*** Document extract ***
‘It felt like the house was going to collapse,’ Ridgecrest resident says of 6.4 magnitude earthquake
As a 6.4 magnitude earthquake roared through the minute Kern County city of Ridgecrest Thursday, July 4, resident Jorge Toral said his house shook like Jell-O with just the slightest movement.
“It felt like the house was going to collapse,” the 30-year-old father of three said a few hours after the initial quake.
Reported at 10:33 a.m., the holiday temblor, one of the region’s biggest since the 1994 Northridge quake and the first to surpass magnitude 6 in two decades, displaced dozens of men, women and children celebrating the Fourth of July in their desert community of about 28,000.
“Things started going crazy,” said resident Aaron Leming, who added that water from his mother’s pool overflowed during the quake. “My car actually moved. It lasted about 10 seconds even though I felt like it lasted for a minute or two.”
*** Records supplied ***
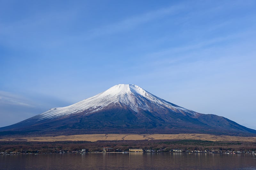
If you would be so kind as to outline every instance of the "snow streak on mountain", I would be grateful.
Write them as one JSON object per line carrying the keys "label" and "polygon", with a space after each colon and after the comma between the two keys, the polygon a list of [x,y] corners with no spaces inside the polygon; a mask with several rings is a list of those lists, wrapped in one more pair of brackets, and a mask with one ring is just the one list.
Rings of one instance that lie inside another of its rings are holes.
{"label": "snow streak on mountain", "polygon": [[129,84],[0,128],[0,135],[127,133],[256,136],[255,130],[227,118],[187,109]]}
{"label": "snow streak on mountain", "polygon": [[186,109],[159,98],[135,85],[116,85],[93,97],[66,107],[54,108],[39,115],[39,120],[80,113],[86,110],[86,114],[102,109],[107,106],[120,103],[136,112],[138,109],[150,111],[152,105],[158,107],[185,111],[191,114],[196,112]]}

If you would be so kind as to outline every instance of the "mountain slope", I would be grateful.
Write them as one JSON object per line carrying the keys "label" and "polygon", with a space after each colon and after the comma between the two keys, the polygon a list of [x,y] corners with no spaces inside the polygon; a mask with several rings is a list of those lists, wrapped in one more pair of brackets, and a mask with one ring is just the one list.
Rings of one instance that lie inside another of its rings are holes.
{"label": "mountain slope", "polygon": [[78,103],[54,108],[0,134],[209,133],[251,136],[256,131],[222,117],[197,113],[136,85],[119,84]]}

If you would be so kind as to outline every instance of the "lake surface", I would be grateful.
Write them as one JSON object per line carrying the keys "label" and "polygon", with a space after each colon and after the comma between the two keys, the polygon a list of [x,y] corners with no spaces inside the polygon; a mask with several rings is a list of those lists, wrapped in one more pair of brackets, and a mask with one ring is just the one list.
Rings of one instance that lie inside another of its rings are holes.
{"label": "lake surface", "polygon": [[186,153],[0,155],[1,169],[256,169],[256,156]]}

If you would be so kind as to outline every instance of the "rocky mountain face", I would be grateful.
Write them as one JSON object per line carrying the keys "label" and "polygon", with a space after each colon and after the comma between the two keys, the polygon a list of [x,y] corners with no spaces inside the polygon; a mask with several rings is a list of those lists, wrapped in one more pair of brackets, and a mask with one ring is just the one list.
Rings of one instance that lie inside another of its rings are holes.
{"label": "rocky mountain face", "polygon": [[0,134],[206,133],[256,136],[223,117],[199,113],[136,85],[119,84],[72,105],[0,128]]}

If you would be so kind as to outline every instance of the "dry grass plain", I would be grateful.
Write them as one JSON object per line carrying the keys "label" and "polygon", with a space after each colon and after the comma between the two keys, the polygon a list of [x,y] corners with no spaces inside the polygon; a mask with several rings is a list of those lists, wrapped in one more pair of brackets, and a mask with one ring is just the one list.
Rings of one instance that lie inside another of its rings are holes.
{"label": "dry grass plain", "polygon": [[196,139],[211,141],[256,142],[256,137],[217,136],[206,134],[91,134],[57,136],[3,138],[0,141],[24,141],[28,142],[89,141],[164,139]]}

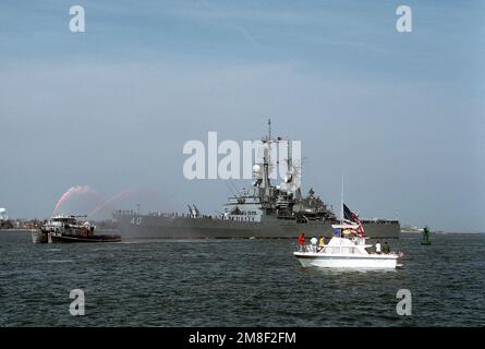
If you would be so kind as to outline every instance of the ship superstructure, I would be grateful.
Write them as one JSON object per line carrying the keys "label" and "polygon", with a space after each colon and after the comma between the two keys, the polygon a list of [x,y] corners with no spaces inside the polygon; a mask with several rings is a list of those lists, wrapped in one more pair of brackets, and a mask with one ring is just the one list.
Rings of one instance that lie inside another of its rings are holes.
{"label": "ship superstructure", "polygon": [[[113,217],[123,236],[140,238],[294,238],[306,236],[331,237],[332,224],[338,222],[334,212],[310,189],[301,193],[301,167],[293,160],[288,146],[287,173],[279,185],[271,183],[275,170],[271,147],[280,139],[272,139],[270,121],[268,135],[262,139],[263,156],[253,166],[253,185],[228,197],[223,212],[217,216],[203,215],[195,205],[189,214],[150,213],[141,215],[132,210],[118,210]],[[290,141],[283,141],[290,142]],[[369,237],[398,238],[398,220],[361,219]]]}

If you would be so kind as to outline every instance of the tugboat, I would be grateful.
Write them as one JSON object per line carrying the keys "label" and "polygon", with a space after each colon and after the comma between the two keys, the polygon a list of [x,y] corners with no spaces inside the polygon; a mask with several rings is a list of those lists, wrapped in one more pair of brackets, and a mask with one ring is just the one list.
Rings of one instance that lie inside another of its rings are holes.
{"label": "tugboat", "polygon": [[78,221],[86,216],[58,215],[32,233],[34,243],[52,242],[119,242],[120,236],[95,234],[89,221]]}
{"label": "tugboat", "polygon": [[429,240],[429,228],[424,227],[423,229],[423,239],[421,240],[421,244],[432,244],[432,241]]}

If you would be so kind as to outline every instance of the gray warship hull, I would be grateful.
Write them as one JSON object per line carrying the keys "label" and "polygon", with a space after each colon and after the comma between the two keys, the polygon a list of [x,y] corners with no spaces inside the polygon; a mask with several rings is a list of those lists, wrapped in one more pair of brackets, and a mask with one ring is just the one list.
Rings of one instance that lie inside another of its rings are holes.
{"label": "gray warship hull", "polygon": [[[123,238],[155,239],[234,239],[234,238],[296,238],[303,232],[307,237],[332,237],[336,220],[308,221],[279,219],[263,216],[260,221],[234,221],[214,217],[175,217],[114,213],[119,233]],[[399,238],[397,220],[363,220],[365,234],[371,238]]]}
{"label": "gray warship hull", "polygon": [[[290,151],[289,140],[284,141],[288,146],[283,182],[279,185],[271,183],[269,174],[278,165],[278,157],[271,154],[280,142],[281,137],[271,137],[271,121],[268,120],[268,135],[258,144],[262,157],[258,157],[253,166],[252,188],[229,196],[223,213],[219,216],[203,215],[195,205],[189,204],[187,215],[140,215],[140,210],[118,210],[113,213],[113,218],[118,222],[120,233],[126,238],[170,239],[295,238],[302,232],[307,237],[331,237],[331,226],[339,220],[319,196],[315,195],[313,188],[305,197],[302,195],[301,159],[292,158],[293,151]],[[366,236],[399,238],[398,220],[359,219],[350,212],[343,204],[343,180],[341,205],[341,219],[350,219],[360,230],[363,228]],[[347,218],[343,216],[345,207],[350,215]]]}

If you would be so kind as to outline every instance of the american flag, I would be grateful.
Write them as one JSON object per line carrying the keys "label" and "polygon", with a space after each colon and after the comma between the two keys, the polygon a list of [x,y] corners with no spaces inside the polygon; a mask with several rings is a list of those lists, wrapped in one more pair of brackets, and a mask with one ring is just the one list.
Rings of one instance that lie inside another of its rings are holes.
{"label": "american flag", "polygon": [[361,220],[359,219],[359,216],[355,215],[352,210],[349,209],[349,207],[347,207],[345,204],[343,204],[343,219],[348,222],[351,224],[356,224],[359,227],[356,229],[356,232],[360,236],[364,234],[364,227],[362,226]]}

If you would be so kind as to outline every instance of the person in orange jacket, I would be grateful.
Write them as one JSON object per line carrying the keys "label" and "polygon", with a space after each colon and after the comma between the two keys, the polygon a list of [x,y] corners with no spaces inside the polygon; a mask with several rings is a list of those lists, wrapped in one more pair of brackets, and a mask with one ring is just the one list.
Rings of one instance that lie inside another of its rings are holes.
{"label": "person in orange jacket", "polygon": [[305,234],[303,232],[298,237],[298,243],[300,245],[300,251],[304,252],[305,251]]}

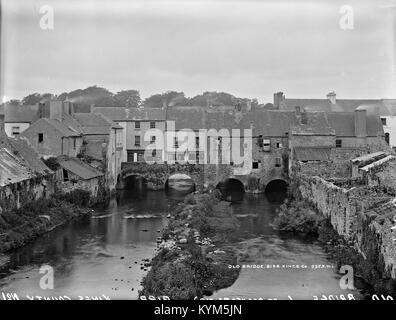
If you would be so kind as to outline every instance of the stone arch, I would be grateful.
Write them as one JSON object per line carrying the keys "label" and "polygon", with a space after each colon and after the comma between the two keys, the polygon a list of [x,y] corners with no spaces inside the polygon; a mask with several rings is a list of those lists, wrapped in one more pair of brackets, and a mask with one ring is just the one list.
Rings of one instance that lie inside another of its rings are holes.
{"label": "stone arch", "polygon": [[245,193],[245,186],[243,182],[237,178],[227,178],[216,185],[216,189],[220,190],[221,194],[227,201],[240,202]]}
{"label": "stone arch", "polygon": [[129,173],[123,178],[123,189],[144,189],[147,187],[147,179],[144,175]]}
{"label": "stone arch", "polygon": [[287,181],[282,178],[276,178],[272,179],[267,183],[265,186],[265,193],[271,193],[271,192],[286,192],[287,191]]}
{"label": "stone arch", "polygon": [[173,173],[169,175],[169,177],[165,181],[165,185],[164,185],[165,190],[172,189],[172,180],[178,180],[178,182],[175,182],[173,185],[175,190],[186,191],[186,192],[193,192],[196,190],[197,187],[196,181],[193,179],[193,177],[185,173]]}

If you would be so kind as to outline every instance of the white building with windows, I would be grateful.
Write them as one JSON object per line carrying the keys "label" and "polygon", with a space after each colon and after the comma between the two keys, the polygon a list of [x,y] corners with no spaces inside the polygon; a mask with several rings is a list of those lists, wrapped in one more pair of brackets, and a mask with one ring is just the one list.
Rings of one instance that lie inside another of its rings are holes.
{"label": "white building with windows", "polygon": [[4,130],[8,137],[16,138],[23,131],[30,127],[32,123],[39,119],[38,104],[32,106],[15,106],[5,104]]}

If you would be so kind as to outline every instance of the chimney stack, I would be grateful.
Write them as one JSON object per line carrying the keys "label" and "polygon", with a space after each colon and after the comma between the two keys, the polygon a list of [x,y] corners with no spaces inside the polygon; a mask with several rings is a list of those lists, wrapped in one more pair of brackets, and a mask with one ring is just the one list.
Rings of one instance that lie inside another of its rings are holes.
{"label": "chimney stack", "polygon": [[334,91],[329,92],[329,93],[326,95],[326,98],[327,98],[327,100],[330,101],[331,104],[336,104],[336,102],[337,102],[336,93],[335,93]]}
{"label": "chimney stack", "polygon": [[4,113],[0,113],[0,146],[7,143],[8,143],[8,138],[4,129]]}
{"label": "chimney stack", "polygon": [[355,110],[355,136],[356,138],[367,137],[367,111],[363,108]]}
{"label": "chimney stack", "polygon": [[63,102],[60,100],[50,100],[49,102],[49,117],[62,121]]}
{"label": "chimney stack", "polygon": [[274,108],[277,110],[283,109],[285,102],[285,95],[283,92],[274,93]]}
{"label": "chimney stack", "polygon": [[4,120],[5,116],[4,113],[0,113],[0,134],[4,133],[5,134],[5,129],[4,129]]}

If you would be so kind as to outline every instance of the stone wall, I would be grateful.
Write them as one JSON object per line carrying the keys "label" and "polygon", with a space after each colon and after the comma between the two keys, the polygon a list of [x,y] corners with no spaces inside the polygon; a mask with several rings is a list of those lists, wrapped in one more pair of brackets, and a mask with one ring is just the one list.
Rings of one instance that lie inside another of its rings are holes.
{"label": "stone wall", "polygon": [[294,169],[302,174],[327,178],[349,178],[351,175],[350,161],[311,161],[296,162]]}
{"label": "stone wall", "polygon": [[54,193],[52,175],[9,184],[0,188],[0,214],[5,211],[19,209],[22,204],[49,197]]}
{"label": "stone wall", "polygon": [[147,182],[147,187],[153,190],[165,188],[166,181],[174,174],[188,175],[197,189],[203,187],[205,172],[203,165],[195,164],[147,164],[144,162],[124,162],[121,166],[121,181],[118,188],[123,188],[123,182],[130,176],[141,176]]}
{"label": "stone wall", "polygon": [[297,174],[295,179],[299,196],[328,217],[337,233],[352,241],[363,257],[380,259],[383,272],[396,279],[393,216],[385,210],[373,213],[392,196],[370,186],[343,188],[318,176]]}

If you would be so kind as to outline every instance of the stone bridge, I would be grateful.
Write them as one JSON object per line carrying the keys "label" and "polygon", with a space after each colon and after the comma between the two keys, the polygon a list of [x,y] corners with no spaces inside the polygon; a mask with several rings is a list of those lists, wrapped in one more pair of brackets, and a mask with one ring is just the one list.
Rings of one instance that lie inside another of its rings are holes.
***
Exercise instructions
(1) Reproduce the passage of the Ridgecrest earthquake article between "Reported at 10:33" and "of about 28,000.", inclusive.
(2) According to the Ridgecrest earthquake article, at what time was the 6.4 magnitude quake reported?
(3) Decide whether each statement agrees with the Ridgecrest earthquake article. Answer yes or no, and quote the words from the article that settle it.
(a) Jorge Toral is 30 years old.
(b) Aaron Leming said the shaking lasted about a minute.
(c) The quake was the first to exceed magnitude 6 in ten years.
The listing is not needed to complete any of these tasks.

Your written answers
(1)
Reported at 10:33 a.m., the holiday temblor, one of the region’s biggest since the 1994 Northridge quake and the first to surpass magnitude 6 in two decades, displaced dozens of men, women and children celebrating the Fourth of July in their desert community of about 28,000.

(2) 10:33 a.m.

(3)
(a) Yes: "the 30-year-old father of three"
(b) No: "It lasted about 10 seconds even though I felt like it lasted for a minute or two."
(c) No: "the first to surpass magnitude 6 in two decades"